How did this project get green-lit?


For definitive proof that Hollywood is an increasingly inbred colony of morons, go read these two interviews (1, 2) with Peter Berg, director of the upcoming movie based on the Battleship board game.

This gist is that aliens come to Earth and magically disable our “advanced” technologies (including, presumably, liquid and solid fuel rocket motors, which propel missiles; onboard INS guidance systems; possibly the GPS satellite constellation), thereby forcing a US/Japanese surface action group to engage the alien watercraft with old-fashioned radar-and-eyeball directed gunnery.

I find it incredible that this project has received funding and is going ahead.  Should this project do well at the box office, against all odds and common sense, we will be treated to a slew of board-game-related copycats.  If you’re a studio producer with more money than brain cells, consider these:

  • Jenga: The Movie. Aliens magically disable our advanced construction techniques, such as reinforced concrete, forcing a team of archaeological architects to shore up modern skyscrapers and other enormous buildings with post-and-lintel braces using gigantic rectangular blocks of wood.
  • Monopoly: The Movie. Aliens magically disable our antitrust laws, advanced economic instruments, and force the government back onto the gold standard.  A team of Wall Street oligarchs must achieve vertical integration of transportation, utilities and real estate empires in order to stop them.
  • Ouija Board: The Movie. Aliens magically disable humanity’s higher reasoning capabilities resident in our medial prefrontal cortexes, causing a worldwide shortage of Jonas Brothers tickets.  A team of teenaged girls with a mild predilection for occultism must hold a sleepover and ask a Ouija board a series of increasingly meaningless questions in order to set things right.  (Yes, I am aware that Witchboard and Paranormal Activity already exist.)
  • Scrabble: The Movie. Aliens magically disable our advanced electronic communications infrastructure, causing worldwide havoc.  A team of elementary school spelling bee champions must communicate with the alien spacecraft in orbit, using only enormous city-sized blocks of wood stamped with individual letters of the alphabet.
  • Yahtzee: The Movie. Aliens magically disable our advanced entertainment infrastructure, causing worldwide death by boredom.  An average family of four must battle the odds and stay alive using the dice from their dusty, unused backgammon set, and recording the scores for… no reason whatsoever.

• [PROBLEM REQUIREMENTS]
Update the post about the Battleship movie, starting with "How did this" and going on through "Battleship board game.", so that "Hollywood" reads "Tinseltown" instead. The listing here bears no relation to the post about the Battleship movie.

• [LISTED ENTRIES]

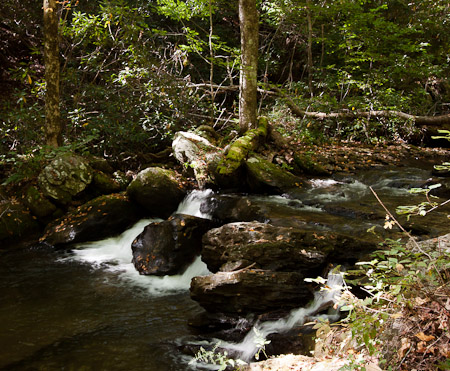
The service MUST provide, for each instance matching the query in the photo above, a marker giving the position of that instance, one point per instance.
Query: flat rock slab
(250, 290)
(270, 247)
(104, 216)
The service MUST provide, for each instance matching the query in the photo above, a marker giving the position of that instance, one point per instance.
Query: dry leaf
(424, 337)
(420, 301)
(397, 315)
(405, 346)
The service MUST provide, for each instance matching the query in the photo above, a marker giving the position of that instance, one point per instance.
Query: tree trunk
(249, 22)
(309, 51)
(53, 127)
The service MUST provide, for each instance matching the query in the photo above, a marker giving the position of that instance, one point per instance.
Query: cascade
(248, 347)
(192, 204)
(114, 254)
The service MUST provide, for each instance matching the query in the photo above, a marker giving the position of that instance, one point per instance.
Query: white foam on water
(192, 203)
(323, 183)
(248, 347)
(114, 254)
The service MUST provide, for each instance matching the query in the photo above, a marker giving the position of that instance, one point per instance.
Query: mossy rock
(309, 165)
(228, 171)
(65, 177)
(99, 218)
(104, 183)
(264, 176)
(158, 190)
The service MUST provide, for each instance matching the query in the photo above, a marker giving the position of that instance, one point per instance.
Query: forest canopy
(134, 72)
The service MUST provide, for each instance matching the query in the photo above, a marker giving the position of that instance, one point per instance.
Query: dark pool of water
(69, 316)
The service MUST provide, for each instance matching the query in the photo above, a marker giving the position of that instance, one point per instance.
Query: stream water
(88, 309)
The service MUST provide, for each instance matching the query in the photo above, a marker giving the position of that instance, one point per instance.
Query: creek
(88, 309)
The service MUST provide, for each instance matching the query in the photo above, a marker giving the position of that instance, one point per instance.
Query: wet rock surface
(168, 247)
(102, 217)
(264, 246)
(250, 290)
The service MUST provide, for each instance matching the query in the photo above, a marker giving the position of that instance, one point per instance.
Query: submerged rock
(237, 245)
(250, 290)
(158, 190)
(65, 177)
(168, 247)
(104, 216)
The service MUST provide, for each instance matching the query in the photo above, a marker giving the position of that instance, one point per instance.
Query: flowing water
(88, 309)
(250, 345)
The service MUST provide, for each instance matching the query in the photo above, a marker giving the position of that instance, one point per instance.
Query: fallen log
(437, 121)
(441, 121)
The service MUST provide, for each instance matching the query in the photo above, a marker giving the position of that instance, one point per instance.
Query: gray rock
(158, 190)
(250, 290)
(237, 245)
(65, 177)
(102, 217)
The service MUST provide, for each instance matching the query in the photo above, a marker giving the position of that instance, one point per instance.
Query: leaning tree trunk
(51, 60)
(249, 22)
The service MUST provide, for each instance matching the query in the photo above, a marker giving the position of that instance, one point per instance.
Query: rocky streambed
(258, 239)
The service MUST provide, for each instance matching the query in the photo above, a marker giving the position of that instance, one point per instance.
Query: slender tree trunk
(249, 23)
(211, 58)
(309, 51)
(53, 127)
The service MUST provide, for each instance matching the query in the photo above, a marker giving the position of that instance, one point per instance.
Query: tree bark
(249, 24)
(53, 129)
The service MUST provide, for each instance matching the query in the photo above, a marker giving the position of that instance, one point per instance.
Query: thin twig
(399, 225)
(408, 234)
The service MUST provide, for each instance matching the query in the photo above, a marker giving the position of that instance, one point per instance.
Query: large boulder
(99, 218)
(168, 247)
(250, 290)
(65, 177)
(237, 245)
(266, 177)
(196, 153)
(158, 190)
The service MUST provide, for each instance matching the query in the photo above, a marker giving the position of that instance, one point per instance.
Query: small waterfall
(194, 204)
(248, 347)
(114, 254)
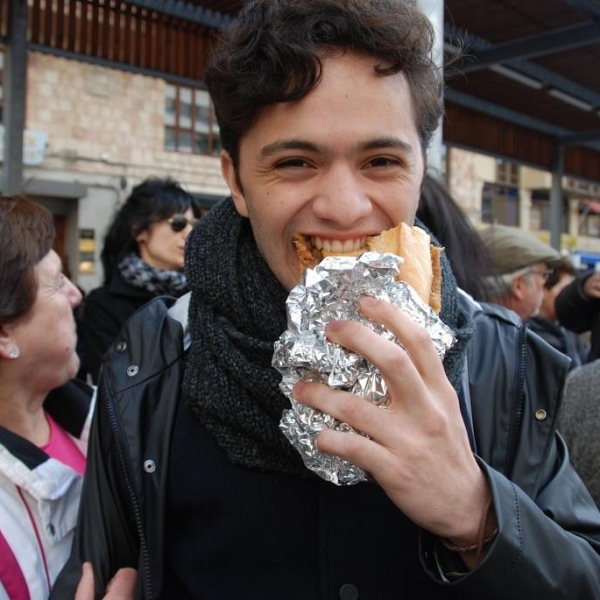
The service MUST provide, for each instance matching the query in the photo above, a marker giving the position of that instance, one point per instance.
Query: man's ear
(232, 180)
(7, 343)
(520, 285)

• [EXERCISE RESPONSE]
How did this project get green-lit?


For definitive proof that Tinseltown is an increasingly inbred colony of morons, go read these two interviews (1, 2) with Peter Berg, director of the upcoming movie based on the Battleship board game.